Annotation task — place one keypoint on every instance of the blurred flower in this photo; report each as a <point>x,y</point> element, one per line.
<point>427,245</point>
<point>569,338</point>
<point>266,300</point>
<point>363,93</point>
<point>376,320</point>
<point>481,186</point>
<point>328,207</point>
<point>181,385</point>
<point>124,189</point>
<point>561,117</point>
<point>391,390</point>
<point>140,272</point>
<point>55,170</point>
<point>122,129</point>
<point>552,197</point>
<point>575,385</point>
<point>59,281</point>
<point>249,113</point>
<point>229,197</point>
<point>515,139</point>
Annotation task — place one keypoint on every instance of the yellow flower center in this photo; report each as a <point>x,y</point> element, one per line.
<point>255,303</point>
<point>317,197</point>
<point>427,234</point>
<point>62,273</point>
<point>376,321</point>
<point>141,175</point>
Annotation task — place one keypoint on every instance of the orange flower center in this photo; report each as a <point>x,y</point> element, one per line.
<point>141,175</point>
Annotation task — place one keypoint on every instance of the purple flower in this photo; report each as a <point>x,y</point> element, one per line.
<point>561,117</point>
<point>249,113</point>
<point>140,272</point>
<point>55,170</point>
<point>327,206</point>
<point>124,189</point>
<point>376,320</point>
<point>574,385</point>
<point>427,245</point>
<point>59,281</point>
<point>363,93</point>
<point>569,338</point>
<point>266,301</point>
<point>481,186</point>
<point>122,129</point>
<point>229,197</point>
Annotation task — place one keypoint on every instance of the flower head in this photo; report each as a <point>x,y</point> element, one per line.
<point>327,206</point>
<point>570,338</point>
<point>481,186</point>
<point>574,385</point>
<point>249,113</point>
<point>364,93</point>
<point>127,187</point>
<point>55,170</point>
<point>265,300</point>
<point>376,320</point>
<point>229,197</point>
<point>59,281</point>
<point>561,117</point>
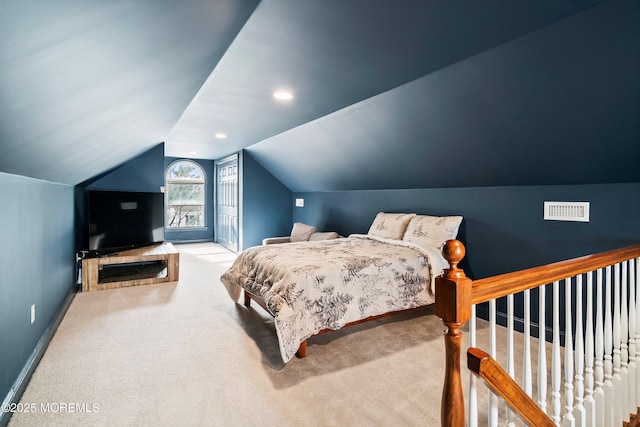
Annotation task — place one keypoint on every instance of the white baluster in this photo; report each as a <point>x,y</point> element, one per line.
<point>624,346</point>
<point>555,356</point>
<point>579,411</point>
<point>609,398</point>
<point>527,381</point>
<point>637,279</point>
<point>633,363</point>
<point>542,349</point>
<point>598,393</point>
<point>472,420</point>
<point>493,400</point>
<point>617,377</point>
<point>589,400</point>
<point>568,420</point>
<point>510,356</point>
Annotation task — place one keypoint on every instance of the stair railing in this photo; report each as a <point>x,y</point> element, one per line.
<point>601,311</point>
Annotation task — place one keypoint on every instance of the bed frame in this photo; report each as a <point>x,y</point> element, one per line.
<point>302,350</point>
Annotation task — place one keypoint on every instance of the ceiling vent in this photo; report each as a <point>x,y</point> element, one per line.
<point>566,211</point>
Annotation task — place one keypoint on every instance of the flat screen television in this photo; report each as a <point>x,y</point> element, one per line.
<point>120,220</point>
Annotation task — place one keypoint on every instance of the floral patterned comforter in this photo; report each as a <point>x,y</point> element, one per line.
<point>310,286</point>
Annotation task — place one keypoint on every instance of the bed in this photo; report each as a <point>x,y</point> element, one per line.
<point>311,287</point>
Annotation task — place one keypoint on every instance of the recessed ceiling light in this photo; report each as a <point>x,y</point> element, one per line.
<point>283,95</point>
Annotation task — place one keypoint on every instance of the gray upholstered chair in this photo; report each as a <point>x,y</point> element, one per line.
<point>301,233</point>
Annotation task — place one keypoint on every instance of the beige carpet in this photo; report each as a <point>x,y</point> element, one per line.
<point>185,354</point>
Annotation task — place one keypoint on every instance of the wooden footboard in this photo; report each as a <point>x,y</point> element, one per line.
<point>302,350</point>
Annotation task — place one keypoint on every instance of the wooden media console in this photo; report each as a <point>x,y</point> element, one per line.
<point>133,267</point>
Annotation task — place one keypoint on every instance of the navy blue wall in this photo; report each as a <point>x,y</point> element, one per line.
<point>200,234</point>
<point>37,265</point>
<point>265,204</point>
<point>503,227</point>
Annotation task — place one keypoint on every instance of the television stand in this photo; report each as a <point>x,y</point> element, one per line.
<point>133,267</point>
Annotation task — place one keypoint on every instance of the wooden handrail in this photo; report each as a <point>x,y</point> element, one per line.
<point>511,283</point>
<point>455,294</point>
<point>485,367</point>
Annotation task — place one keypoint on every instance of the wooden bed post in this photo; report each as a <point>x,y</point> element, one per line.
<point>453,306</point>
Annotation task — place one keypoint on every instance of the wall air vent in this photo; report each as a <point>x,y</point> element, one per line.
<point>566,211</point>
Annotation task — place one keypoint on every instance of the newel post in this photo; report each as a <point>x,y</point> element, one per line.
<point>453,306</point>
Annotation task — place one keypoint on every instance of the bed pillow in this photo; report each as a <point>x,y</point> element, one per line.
...
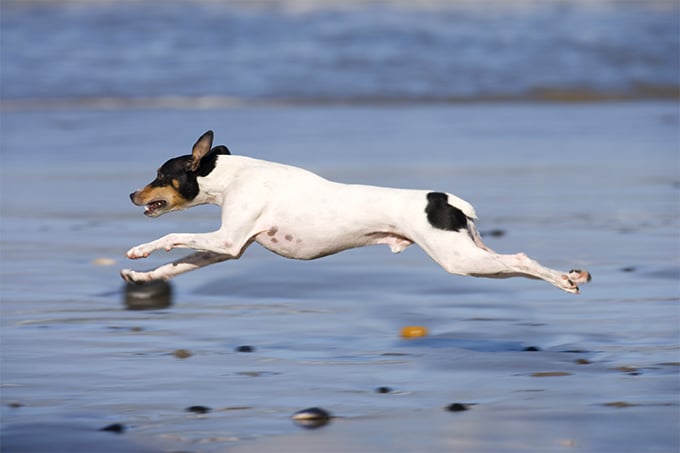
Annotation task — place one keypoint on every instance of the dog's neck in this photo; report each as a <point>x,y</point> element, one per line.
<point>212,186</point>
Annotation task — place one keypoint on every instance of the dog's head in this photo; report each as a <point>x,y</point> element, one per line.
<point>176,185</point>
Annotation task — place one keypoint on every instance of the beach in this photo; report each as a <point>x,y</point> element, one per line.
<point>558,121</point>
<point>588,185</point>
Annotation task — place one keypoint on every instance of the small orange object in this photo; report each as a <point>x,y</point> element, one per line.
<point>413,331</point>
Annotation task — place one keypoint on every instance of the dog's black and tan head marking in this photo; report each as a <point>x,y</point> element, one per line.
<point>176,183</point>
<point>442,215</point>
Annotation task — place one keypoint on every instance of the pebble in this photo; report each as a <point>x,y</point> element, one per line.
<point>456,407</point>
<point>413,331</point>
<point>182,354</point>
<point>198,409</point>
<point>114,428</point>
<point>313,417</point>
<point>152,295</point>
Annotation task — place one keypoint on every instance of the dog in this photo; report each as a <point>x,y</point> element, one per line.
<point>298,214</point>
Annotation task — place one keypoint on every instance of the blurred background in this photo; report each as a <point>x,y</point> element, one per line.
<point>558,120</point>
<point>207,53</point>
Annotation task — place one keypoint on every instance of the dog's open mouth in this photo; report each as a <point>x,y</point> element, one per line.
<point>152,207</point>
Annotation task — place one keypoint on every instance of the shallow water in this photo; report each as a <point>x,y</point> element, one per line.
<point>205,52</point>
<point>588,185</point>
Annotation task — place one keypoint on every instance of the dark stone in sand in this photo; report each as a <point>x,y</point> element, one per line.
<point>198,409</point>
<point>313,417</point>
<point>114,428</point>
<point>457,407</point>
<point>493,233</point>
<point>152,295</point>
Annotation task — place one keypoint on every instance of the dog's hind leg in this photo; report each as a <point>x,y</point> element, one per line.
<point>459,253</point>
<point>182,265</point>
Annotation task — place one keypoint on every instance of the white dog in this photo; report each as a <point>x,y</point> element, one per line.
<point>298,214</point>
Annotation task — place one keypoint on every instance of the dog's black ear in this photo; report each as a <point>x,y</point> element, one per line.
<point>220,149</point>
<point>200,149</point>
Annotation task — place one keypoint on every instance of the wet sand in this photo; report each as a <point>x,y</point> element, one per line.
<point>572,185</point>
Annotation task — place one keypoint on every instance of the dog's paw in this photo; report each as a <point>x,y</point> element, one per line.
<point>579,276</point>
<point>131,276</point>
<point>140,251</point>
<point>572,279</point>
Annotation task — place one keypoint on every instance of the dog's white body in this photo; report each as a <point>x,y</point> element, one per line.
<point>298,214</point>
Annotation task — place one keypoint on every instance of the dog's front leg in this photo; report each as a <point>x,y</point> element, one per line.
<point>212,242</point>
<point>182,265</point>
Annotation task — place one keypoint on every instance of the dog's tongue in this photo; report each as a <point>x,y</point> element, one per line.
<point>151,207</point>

* _EXERCISE AIM_
Collect every line from the entries above that contains the word "black" and copy each of those lines in full.

* _ANSWER_
Annotation task — place one keypoint on every instance of the dog's black and tan head marking in this photo; report each as a <point>x,y</point> element, one per line.
Annotation task — place one keypoint on every instance of the dog's black ear in this photo; report each as a <point>x,y</point> element, one per line.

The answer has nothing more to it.